**Work to do**
Please copy everything in the material from the line that contains "Quick check — is the boat" down to the line that contains "209, 127, 249, 161", both of those lines included.
################
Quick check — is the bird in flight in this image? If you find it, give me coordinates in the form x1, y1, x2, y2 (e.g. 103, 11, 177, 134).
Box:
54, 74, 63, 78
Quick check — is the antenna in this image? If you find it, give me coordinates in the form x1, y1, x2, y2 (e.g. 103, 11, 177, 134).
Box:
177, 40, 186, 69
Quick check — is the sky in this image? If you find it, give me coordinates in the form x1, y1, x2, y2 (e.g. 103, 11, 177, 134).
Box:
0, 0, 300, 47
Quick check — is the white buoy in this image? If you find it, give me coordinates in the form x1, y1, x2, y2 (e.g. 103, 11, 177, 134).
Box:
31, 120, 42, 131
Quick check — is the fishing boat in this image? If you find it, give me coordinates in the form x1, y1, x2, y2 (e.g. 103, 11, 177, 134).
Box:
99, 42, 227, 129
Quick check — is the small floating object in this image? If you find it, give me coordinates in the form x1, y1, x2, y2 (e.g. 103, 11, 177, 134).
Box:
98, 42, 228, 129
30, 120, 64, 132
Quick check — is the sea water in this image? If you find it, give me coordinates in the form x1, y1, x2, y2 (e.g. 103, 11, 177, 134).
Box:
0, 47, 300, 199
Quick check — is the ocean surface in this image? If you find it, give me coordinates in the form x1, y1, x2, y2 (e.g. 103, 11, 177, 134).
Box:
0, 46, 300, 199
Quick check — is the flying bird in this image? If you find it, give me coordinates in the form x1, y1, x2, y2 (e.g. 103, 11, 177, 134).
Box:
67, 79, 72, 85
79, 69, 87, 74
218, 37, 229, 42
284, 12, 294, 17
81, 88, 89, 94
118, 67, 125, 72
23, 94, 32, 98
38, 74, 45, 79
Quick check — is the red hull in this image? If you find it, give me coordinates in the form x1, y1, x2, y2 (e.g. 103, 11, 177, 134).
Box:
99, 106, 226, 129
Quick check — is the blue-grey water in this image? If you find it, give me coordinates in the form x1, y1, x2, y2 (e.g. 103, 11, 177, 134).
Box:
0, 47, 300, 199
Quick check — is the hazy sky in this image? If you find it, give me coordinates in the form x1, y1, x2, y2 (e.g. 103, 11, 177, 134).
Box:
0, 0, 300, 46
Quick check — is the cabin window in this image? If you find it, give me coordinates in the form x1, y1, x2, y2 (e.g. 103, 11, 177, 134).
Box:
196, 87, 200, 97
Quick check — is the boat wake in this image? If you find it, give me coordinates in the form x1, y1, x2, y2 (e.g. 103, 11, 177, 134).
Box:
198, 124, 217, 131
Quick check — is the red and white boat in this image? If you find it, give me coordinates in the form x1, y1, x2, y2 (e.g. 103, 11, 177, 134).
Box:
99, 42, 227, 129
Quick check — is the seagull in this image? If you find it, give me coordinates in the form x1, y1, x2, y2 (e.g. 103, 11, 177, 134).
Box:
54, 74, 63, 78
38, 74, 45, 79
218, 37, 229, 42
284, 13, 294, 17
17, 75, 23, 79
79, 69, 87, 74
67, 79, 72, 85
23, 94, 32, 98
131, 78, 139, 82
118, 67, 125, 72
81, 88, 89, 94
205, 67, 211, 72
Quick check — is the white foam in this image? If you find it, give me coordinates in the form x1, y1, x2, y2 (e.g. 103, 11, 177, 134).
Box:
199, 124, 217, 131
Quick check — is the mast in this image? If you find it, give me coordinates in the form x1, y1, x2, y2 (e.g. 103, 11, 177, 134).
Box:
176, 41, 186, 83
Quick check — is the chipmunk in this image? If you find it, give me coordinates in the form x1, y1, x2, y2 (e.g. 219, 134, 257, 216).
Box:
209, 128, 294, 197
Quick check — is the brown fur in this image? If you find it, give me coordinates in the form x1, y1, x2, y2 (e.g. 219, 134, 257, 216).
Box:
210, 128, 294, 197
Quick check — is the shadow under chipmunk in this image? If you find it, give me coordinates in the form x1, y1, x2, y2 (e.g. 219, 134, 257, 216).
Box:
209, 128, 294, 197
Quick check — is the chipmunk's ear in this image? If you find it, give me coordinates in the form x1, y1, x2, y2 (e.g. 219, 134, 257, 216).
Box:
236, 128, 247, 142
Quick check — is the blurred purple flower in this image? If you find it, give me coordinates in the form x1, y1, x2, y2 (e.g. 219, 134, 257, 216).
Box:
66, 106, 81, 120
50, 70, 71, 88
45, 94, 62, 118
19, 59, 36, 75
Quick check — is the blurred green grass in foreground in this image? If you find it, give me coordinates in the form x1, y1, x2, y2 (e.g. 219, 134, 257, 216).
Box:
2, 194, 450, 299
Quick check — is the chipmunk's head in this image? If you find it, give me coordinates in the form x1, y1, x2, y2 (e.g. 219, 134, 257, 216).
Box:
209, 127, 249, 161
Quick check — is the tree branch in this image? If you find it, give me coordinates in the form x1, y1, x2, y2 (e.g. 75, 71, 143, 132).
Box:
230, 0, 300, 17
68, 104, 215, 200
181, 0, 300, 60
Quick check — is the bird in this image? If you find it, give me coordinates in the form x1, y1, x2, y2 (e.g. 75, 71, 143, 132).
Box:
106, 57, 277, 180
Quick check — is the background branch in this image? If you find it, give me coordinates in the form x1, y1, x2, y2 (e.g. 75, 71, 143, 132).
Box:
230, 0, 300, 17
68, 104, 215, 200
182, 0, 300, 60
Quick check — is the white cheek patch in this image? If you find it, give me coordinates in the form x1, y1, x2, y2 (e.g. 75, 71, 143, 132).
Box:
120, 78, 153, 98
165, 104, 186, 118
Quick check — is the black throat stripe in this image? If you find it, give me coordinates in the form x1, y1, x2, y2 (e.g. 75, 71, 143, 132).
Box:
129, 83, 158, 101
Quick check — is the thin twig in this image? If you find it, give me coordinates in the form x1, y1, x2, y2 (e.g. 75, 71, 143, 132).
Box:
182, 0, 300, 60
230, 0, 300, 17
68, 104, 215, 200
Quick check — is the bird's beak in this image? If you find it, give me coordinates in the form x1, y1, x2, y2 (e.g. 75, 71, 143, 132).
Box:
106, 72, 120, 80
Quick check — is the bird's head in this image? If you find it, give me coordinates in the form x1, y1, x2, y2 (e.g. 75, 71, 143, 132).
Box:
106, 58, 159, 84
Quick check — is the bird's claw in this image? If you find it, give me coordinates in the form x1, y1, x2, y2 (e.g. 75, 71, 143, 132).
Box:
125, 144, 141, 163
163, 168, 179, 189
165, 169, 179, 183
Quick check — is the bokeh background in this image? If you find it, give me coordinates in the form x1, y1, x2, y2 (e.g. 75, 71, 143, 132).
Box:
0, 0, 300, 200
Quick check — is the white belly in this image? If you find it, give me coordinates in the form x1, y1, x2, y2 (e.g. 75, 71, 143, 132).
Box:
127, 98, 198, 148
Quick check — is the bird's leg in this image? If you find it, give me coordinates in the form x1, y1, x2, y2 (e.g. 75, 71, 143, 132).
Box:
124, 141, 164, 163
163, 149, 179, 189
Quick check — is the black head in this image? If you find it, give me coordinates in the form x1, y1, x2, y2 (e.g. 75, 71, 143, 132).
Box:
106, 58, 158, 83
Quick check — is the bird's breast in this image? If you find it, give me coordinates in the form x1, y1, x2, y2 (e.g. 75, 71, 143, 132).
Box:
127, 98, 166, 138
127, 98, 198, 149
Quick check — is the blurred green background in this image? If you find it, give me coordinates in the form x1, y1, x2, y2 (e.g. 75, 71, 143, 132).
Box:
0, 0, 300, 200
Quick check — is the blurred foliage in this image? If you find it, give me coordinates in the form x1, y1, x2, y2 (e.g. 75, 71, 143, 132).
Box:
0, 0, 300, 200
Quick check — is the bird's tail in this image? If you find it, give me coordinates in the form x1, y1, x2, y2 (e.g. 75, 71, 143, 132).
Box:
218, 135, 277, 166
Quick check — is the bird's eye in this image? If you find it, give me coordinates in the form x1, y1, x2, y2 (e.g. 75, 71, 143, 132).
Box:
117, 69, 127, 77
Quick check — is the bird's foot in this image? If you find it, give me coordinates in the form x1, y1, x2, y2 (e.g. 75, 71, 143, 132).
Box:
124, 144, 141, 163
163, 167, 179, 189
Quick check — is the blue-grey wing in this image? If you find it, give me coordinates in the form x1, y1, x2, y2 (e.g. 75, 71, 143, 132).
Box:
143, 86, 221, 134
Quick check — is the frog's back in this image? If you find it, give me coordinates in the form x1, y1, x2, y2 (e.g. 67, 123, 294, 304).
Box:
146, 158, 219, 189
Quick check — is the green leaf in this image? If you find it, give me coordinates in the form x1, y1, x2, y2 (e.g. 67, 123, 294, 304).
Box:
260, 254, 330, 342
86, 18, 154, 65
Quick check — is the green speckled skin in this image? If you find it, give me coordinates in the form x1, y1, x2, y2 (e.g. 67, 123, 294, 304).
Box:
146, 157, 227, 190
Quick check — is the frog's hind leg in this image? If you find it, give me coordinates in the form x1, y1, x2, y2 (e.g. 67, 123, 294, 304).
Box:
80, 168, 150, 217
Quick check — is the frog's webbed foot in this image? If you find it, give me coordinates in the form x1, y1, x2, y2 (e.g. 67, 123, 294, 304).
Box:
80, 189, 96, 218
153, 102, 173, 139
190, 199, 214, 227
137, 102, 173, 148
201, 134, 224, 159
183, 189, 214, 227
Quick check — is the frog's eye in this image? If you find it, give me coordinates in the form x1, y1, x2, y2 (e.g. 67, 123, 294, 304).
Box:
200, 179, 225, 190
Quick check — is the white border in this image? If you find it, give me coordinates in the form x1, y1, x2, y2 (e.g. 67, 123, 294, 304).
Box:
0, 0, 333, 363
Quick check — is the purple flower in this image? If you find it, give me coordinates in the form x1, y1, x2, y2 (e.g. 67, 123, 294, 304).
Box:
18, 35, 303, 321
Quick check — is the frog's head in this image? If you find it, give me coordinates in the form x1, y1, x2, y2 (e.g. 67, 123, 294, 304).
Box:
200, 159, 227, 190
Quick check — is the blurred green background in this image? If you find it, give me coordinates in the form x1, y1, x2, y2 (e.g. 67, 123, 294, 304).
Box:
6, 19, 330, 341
################
**Solution to this task**
Quick check — is the boat wake in this image? If you find it, give me coordinates in the form x1, y1, x2, y2 (e.g. 103, 11, 177, 134).
Box:
198, 124, 217, 131
Quick check — is the red and white boat in this image? If you find it, give me coordinates in the form x1, y1, x2, y2 (e.g. 103, 11, 177, 134).
Box:
99, 42, 227, 129
Quick check — is the seagull in this image? If you find it, give me coordinates in the form x1, y1, x2, y2 (e.g. 103, 11, 177, 134).
Box:
54, 74, 63, 78
38, 74, 45, 79
218, 37, 229, 42
284, 13, 294, 17
17, 75, 23, 79
79, 69, 87, 74
67, 79, 72, 85
23, 94, 32, 98
131, 78, 139, 82
118, 67, 125, 72
81, 88, 89, 94
205, 67, 211, 72
Quick check — is the white foam in this image? If you find it, give me coordinates in the form x1, y1, x2, y2 (e.g. 103, 11, 177, 134).
Box:
199, 124, 217, 131
Quick check — is the mast in this image? If you find it, give me coordinates in the form x1, y1, x2, y2 (e.g. 103, 11, 177, 134).
Box:
176, 41, 186, 83
Quick check — is the chipmunk in this image? If you find it, give me coordinates in the form x1, y1, x2, y2 (e.g. 219, 134, 257, 216).
Box:
209, 128, 294, 197
Quick check — is the brown fur in this image? If you find it, give me coordinates in the form x1, y1, x2, y2 (e.g. 219, 134, 257, 216).
Box:
210, 128, 294, 197
Quick check — is the shadow under chipmunk in this image? If you find it, give me coordinates in the form x1, y1, x2, y2 (e.g. 219, 134, 257, 216).
Box:
209, 128, 294, 197
Quick check — is the chipmunk's ear in this image? If you find it, give me coordinates in the form x1, y1, x2, y2 (e.g. 219, 134, 257, 216).
Box:
236, 128, 247, 142
Quick check — is the blurred purple flower in this image? If you find it, give me coordinates in the form x1, y1, x2, y2 (e.g. 219, 134, 257, 216).
Box:
66, 106, 81, 120
50, 70, 71, 88
45, 94, 62, 118
19, 59, 36, 75
Quick check — is the blurred green grass in foreground in this image? If you find it, give me coordinates in the form x1, y1, x2, y2 (e.g. 219, 134, 257, 216).
Box:
2, 194, 450, 299
Quick check — is the chipmunk's head in this image? If you find it, give me coordinates in the form x1, y1, x2, y2 (e.g. 219, 134, 257, 216).
Box:
209, 127, 249, 161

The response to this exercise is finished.